■ Documento
----

NON È SUCCESSO NIENTEAppunti sparsi a margine di un processo.

Quando si tratta di neutralizzare i corpi indomabili la polizia agisce con disprezzo, mette i guanti e si
tappa il naso. Quando ingaggia un corpo a corpo, la polizia perde ogni ragione e l’empatia cede il posto alla follia virile e castratrice e non esita a torcere il corpo straniero fino a quando, in un ultimo sospiro, supplicandolo di lasciarlo vivere, lo stesso finisce per rompersi.
(Ramata Dieng, sorella di Lamine Dieng, ucciso dalla polizia il 17 giugno 2007 a Parigi)

Si è tenuto, 8 anni dopo i fatti, il processo ai due poliziotti accusati di violenze e furto ai danni di un ragazzo pakistano. Mercoledì 15 novembre, un mese dopo, il verdetto: assoluzione dei tutori dell’ordine.

La sua testimonianza non è credibile. Si confonde, non è chiaro, cambia versione.

----

■ Contenuto del dataset
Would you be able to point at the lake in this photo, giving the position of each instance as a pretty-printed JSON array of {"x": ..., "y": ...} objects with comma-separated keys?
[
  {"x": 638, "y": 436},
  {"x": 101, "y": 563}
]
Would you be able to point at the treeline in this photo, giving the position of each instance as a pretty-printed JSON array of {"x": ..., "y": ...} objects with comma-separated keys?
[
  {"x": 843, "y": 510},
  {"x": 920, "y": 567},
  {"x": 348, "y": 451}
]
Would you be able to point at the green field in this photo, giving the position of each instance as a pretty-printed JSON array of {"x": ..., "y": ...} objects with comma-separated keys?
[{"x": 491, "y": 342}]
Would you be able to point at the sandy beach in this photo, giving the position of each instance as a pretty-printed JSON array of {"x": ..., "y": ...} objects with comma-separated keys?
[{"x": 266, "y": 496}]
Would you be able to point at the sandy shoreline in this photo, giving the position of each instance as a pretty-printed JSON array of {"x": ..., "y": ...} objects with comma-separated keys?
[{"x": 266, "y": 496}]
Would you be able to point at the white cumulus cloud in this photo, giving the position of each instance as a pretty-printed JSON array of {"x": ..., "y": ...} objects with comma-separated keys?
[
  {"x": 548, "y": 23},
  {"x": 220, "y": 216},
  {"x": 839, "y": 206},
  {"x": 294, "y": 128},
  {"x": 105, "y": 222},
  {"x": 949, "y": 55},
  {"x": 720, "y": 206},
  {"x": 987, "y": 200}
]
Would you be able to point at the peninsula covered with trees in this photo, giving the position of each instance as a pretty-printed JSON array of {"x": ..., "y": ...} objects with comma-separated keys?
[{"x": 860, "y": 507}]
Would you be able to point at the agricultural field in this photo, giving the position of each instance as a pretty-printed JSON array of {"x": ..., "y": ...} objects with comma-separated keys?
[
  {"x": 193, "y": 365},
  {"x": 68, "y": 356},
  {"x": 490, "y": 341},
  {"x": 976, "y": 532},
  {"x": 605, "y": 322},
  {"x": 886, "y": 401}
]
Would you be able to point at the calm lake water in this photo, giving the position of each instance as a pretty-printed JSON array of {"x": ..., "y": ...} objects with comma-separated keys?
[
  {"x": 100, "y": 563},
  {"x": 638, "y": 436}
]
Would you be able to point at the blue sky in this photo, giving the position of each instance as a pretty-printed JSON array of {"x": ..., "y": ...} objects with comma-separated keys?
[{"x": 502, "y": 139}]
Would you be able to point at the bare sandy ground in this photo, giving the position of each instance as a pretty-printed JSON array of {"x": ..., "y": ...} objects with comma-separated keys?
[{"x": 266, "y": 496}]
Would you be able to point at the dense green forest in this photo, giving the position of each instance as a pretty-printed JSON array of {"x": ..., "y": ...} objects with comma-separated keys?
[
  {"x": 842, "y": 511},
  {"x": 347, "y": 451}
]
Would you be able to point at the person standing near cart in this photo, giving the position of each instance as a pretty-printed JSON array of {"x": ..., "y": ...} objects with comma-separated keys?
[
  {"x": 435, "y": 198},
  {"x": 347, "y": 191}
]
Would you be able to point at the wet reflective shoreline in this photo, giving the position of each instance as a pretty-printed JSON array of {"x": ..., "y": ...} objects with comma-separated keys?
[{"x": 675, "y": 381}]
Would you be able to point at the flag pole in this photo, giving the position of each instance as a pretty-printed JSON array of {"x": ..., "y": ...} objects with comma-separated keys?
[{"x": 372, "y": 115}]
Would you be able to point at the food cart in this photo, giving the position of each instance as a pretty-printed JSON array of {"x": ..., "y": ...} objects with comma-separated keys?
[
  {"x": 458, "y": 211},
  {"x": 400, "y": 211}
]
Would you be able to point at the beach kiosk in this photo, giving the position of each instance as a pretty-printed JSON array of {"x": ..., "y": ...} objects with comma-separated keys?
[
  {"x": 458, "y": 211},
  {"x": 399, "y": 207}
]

----

■ Consegne dell'esercizio
- 1) Elenca tutte le azioni che, secondo la citazione in apertura del documento, la polizia compie quando si tratta di neutralizzare i corpi indomabili.
- 2) Stampa il brano del documento che comincia con "NON È SUCCESSO" e arriva fino a "dei tutori dell’ordine.", senza alcuna modifica.
- 3) Procedi con il documento sul processo ai due poliziotti, riprendendo subito dopo l'ultima frase riportata.

■ Risposte
- 1)
- agisce con disprezzo
- mette i guanti
- si tappa il naso

- 2)
NON È SUCCESSO NIENTEAppunti sparsi a margine di un processo.

Quando si tratta di neutralizzare i corpi indomabili la polizia agisce con disprezzo, mette i guanti e si
tappa il naso. Quando ingaggia un corpo a corpo, la polizia perde ogni ragione e l’empatia cede il posto alla follia virile e castratrice e non esita a torcere il corpo straniero fino a quando, in un ultimo sospiro, supplicandolo di lasciarlo vivere, lo stesso finisce per rompersi.
(Ramata Dieng, sorella di Lamine Dieng, ucciso dalla polizia il 17 giugno 2007 a Parigi)

Si è tenuto, 8 anni dopo i fatti, il processo ai due poliziotti accusati di violenze e furto ai danni di un ragazzo pakistano. Mercoledì 15 novembre, un mese dopo, il verdetto: assoluzione dei tutori dell’ordine.

- 3)
Dopo anni di bugie, accuse, insabbiamenti, depistaggi, omissioni, tre procuratori generali (Noseda,
Perugini e Pagani), ricorsi e il verdetto del tribunale federale che riapre il caso e porta i due agenti a processo, la sentenza del giudice Quattropani chiude – apparentemente – il caso.

Non è successo niente!

È così fratello… la verità non è uguale da tutte le parti… otto anni ad aspettare e poi tschac tschac tutto passato e non resta più niente… solo orecchio rotto che fa pfiiiiiiii…

O anche danni collaterali. Ma che non sia andata come la raccontano è più che un legittimo dubbio. Poco importano le imprecisioni su chi era davanti e chi dietro, se i calci erano sopra o sotto, se erano pugni o sberle, chi teneva lo spray per pulire il sangue e se gli sbirri l’hanno accompagnato o meno al treno.

È lo stesso giudice a confermarlo, parlando di incompletezza del lavoro svolto, tra irregolarità e
omissioni (candidamente ammesse pure dalla difesa) fino ad arrivare alla totale copertura dei vertici della polizia comunale (Torrente) e del municipio dell’allora sindaco Borradori.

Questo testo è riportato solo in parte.